> _GIVEN PASSAGE_
= Beginning of Section =

The Pyramid solution is running in the sandbox of the customer on their private data, and therefore there is no data leak in the solution, because the data never leaves the sandbox.

 

Pyramid Users Can Select Different Llms For Different Projects. Why Did You Feel That This Was Beneficial?

 

In the long run, you’re going to have different LLMs that are fine-tuned for different verticals or different use cases or different business areas. So maybe there’s an LLM that is tuned for accounting, another one is tuned for marketing, maybe an LLM is tuned on healthcare, maybe an LLM is tuned on insurance data. Therefore, it makes a lot of sense that you’re able to switch out the LLM based on the data that you’re looking at.

There’s another benefit, which is that an LLM that is very specifically trained on a specific block of content will actually be smaller than a broad, generic LLM, and interestingly faster. The smaller it is, the faster it is to respond. So there’s going to be a natural progression whereby if I want a faster, quicker LLM that is cheaper to run and smaller, I want it to be more narrowly focused. So we see that being an outcome in the market too.

 

There’s A Lot Of Buzz In The Industry About Using BI Tools As Building Blocks, As “Embedded Analytics” Components In Others’ Apps. How Do You See This Space Evolving In The Next Year?

 

I think embedded analytics is one of the hot areas in the market right now. It’s not a new thing, but it is a challenge when it comes to adoption. And one of the challenges of adoption is convincing your users to leave the CRM tool and go to that tool over there to do the CRM analysis or to leave the accounting platform and go over here to do the accounting analysis.

Now, many people are used to doing that all the time. We are very used to pulling the data out and going to Excel and doing the analysis there. But if you can take the high-end analytical components and drop them right into the app itself, no one has to go anywhere. And as you’re looking at your CRM data, you can do the analysis on the spot and the two are highly synchronized and highly copacetic.

You can see that people are going to use the analysis immediately far more than having to go through the whole headache of extracting the data, stick it into Excel, and go and do the analysis independently again. So embedded analytics is the next big thing going to happen.

= End of Section =

> _ACTIVITY_
Continue the interview above about Pyramid, LLM selection, and embedded analytics, beginning immediately after its final sentence.

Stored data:
= Beginning of Section =

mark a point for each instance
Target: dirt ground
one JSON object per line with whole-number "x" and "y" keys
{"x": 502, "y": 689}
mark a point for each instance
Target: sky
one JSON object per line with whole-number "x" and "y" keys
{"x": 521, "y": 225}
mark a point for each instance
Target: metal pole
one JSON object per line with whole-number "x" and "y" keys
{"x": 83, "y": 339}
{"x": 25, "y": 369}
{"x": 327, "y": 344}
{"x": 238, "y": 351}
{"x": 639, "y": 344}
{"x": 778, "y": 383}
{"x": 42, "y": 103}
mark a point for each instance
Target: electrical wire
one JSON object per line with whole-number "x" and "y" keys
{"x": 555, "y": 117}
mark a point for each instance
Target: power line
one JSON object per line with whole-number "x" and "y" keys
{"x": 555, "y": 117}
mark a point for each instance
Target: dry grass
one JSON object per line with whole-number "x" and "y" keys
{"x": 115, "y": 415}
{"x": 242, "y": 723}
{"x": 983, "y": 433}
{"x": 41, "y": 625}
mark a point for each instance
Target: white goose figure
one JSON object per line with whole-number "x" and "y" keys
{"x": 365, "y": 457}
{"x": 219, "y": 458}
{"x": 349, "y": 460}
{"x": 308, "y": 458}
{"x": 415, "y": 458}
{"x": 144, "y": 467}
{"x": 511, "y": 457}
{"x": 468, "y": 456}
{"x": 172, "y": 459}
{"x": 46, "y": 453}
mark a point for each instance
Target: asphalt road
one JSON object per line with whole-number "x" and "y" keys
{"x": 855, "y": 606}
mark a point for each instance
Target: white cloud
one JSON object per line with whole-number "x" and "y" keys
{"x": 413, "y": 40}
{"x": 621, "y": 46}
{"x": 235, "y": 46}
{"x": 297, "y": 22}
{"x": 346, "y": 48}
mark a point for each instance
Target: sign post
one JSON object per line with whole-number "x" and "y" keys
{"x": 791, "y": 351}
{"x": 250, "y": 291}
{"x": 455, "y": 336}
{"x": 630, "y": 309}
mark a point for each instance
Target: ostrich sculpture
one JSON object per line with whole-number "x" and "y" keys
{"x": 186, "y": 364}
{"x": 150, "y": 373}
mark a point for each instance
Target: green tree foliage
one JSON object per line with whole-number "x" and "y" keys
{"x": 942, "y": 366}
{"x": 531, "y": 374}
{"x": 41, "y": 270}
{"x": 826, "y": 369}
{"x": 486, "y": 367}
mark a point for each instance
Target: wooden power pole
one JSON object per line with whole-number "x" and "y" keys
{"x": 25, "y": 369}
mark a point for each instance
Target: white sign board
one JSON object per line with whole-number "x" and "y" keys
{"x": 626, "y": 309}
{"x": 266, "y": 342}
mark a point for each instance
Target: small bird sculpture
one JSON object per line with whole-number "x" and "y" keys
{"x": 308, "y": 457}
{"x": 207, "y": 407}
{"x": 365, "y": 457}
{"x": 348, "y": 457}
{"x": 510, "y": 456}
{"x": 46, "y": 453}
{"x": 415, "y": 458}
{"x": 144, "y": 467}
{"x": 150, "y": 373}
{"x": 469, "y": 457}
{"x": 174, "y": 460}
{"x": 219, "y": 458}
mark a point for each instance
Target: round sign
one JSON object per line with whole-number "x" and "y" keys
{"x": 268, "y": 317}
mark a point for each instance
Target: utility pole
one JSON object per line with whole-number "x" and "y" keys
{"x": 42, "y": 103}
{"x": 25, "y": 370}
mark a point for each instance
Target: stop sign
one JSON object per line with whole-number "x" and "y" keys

= End of Section =

> _RESPONSE TO THE EXERCISE_
Interestingly enough, the trick there is to not only bring in side-by-side with the rest of the application but allow whoever’s doing the embedding to do it very easy and very simply. Web applications can be very complicated, and integrating another application inside it can be even more complicated.

The big trick is to do it very effectively, very simply. It needs to talk to the database directly, so there’s no copying and pasting. Connecting this all up to the rest of the story, it’d be fantastic if you can bring the generative BI or generative AI functionality into that embedded experience directly within the application seamlessly.

 

What’s Next For Pyramid Analytics?

 

I can say that obviously our investment in the entire natural language querying LLM space is being huge to date, and we continue to grow that. In the next six to 12 months, you’re going to see a bunch of big leaps with some high-powered capabilities through the same interfaces. The depth to which you can go with simple natural language questions or requests is going to be phenomenal.

This is the one end of the stick. The other end of the stick that Pyramid is chasing at the moment, which is somewhat unrelated to this entire conversation, is a big focus on data science and machine learning, DSML.

Obviously, LLMs and AI are heavily related to that, but Pyramid is about to deploy its own toolset to allow customers to build their own models, which ultimately could power their own LLM frameworks, their own AI, their own predictions.

Ultimately, the idea is to get to that eureka point, which is to tell somebody not just what did happen, not why it happened, but what could happen – and what they should do to make it a better outcome, more profitability, lower the cost, better quality, whatever the reason is. And these are the two prongs of Pyramid that you should expect to see from us in the next six to 12 months.